Colaboración/elCorreo.do
PERSPECTIVA: El lunes primero de marzo, 1993, a partir de las 2:00 de la tarde, los dominicanos fuimos testigos de un largo y tenso día, el cual terminó en tragedia, más de 12 horas después, la madrugada del martes 2 de marzo. Nos referimos al asalto a la sucursal del Banco del Progreso, de la avenida Independencia con esquina Socorro Sánchez, en la capital dominicana, cuando el médico cirujano Cristóbal Eliseo Payano Rodríguez, con el rostro cubierto por una máscara de payaso, en un fallido intento de asalto a esa sucursal bancaria, tomó como rehenes a una docena de personas.
Es de todos conocido el trágico final de dicho acontecimiento, donde perdieron la vida el asaltante (médico cirujano) y la joven Celeste Paulino (de quien la autopsia reveló que el tiro que la mató, no provino del arma del asaltante). El dato a resaltar en ese trágico caso, es que en aquel momento la Policía Nacional no supo manejar la crisis, y sus agentes convirtieron en parte esencial de ese trágico final.
Según reseñas periodísticas, aquello se convirtió en un reality show, donde figuras de la radio y la televisión de la época, se rifaban el protagonismo de quién o cuál sacaba mayor audiencia (hoy serían view o like), para sus programas, ofreciéndose ellos mismos como rehenes del asaltante, es decir tenían más poder de decisión en los pasos a seguir en esa situación, que la misma Policía. Fue tal el hecho concluso, que uno de esos personajes predominantes de la televisión de esa época sirvió de rehén del asaltante y por poco pierde la vida.
Otro caso de manejo de crisis por parte de nuestra benemérita Policía Nacional, ocurrió el viernes 7 de agosto del 2020 cuando un agente vestido de sacerdote mató a un hombre de un disparo en la cabeza durante el secuestro de un niño y su madre, en un hecho registrado en el sector La Cruz, en el municipio Cotuí, provincia Sánchez Ramírez. El agente policial Santo Lora Báez entró a la casa de José Antonio Reyes Ulloa (El Gordo) disfrazado de sacerdote, aprovechando que el hombre había pedido hablar con un cura, y tras varios minutos de conversación le disparó.
Me podrían decir «Checo, pero al «gordo ese» había que matarlo, estaba amenazando la vida de un niño y una mujer inocente». Mi razonamiento sería decir, «probablemente el gordo ese merecía morir», pero vestirse de sacerdote usando una sotana para tales fines, sentaría un precedente de desconfianza en un próximo agresor que pudiese estar pasando por esa misma situación de retención de rehenes.

**Datos extraídos**

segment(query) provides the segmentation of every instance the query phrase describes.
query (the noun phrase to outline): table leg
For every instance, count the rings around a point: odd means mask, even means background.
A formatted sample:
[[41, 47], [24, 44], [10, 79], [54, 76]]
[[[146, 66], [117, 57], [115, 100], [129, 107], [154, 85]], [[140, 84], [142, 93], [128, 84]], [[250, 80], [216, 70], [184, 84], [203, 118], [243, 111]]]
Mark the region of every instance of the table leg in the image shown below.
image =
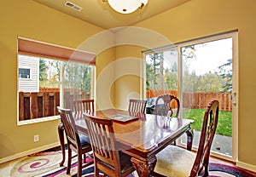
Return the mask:
[[186, 131], [187, 134], [187, 150], [192, 150], [192, 143], [193, 143], [193, 131], [192, 128], [189, 128]]
[[131, 159], [133, 167], [140, 177], [152, 176], [154, 174], [154, 168], [156, 165], [156, 157], [154, 157], [148, 162], [143, 162], [134, 157], [131, 157]]
[[60, 163], [60, 167], [63, 166], [65, 162], [65, 144], [64, 144], [64, 127], [62, 123], [60, 123], [58, 126], [58, 134], [59, 134], [59, 140], [61, 143], [61, 148], [62, 152], [62, 161]]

**Tareas**
a. Según el artículo sobre el manejo de crisis de la Policía Nacional, ¿en qué esquina estaba la sucursal del Banco del Progreso que intentaron asaltar?
b. Escribe la continuación del artículo sobre el manejo de crisis de la Policía Nacional, empezando después de su última oración.

**Respuestas**
a. En la avenida Independencia esquina Socorro Sánchez, en la capital dominicana.

b.
La semana recién pasada nuestro país volvió a ser testigo de una situación de asesinatos, en esta ocasión en el sector Villa Pereira, de la ciudad de la Romana, cuando el nombrado Román Daniel Guerrero Tavárez, alias “el Ebanista”, luego de asesinar a dos individuos que según versiones de vecinos del barrio tenían a este hombre en zozobra, cometiéndole robos y por demás se burlaban de él, se atrincheró en un colmado y durante 7 horas en un intenso intercambio de disparos, y siendo las 12 y media de la madrugada de este viernes, al final el Ebanista fue dado de baja.
En el primer video que vi sobre el suceso, pude notar la mala coordinación como respuesta de parte de la policía, con agentes policiales baleados desde adentro presuntamente por el agresor y estos tambaleándose y siendo arrastrados en el piso por sus mismos compañeros tratando de salvarle la vida. Luego cuando vi la información de que había situación de muertos, heridos y rehenes (un policía), inmediatamente a mi mente llegó la conclusión de que «el Ebanista ya era un muerto vivo».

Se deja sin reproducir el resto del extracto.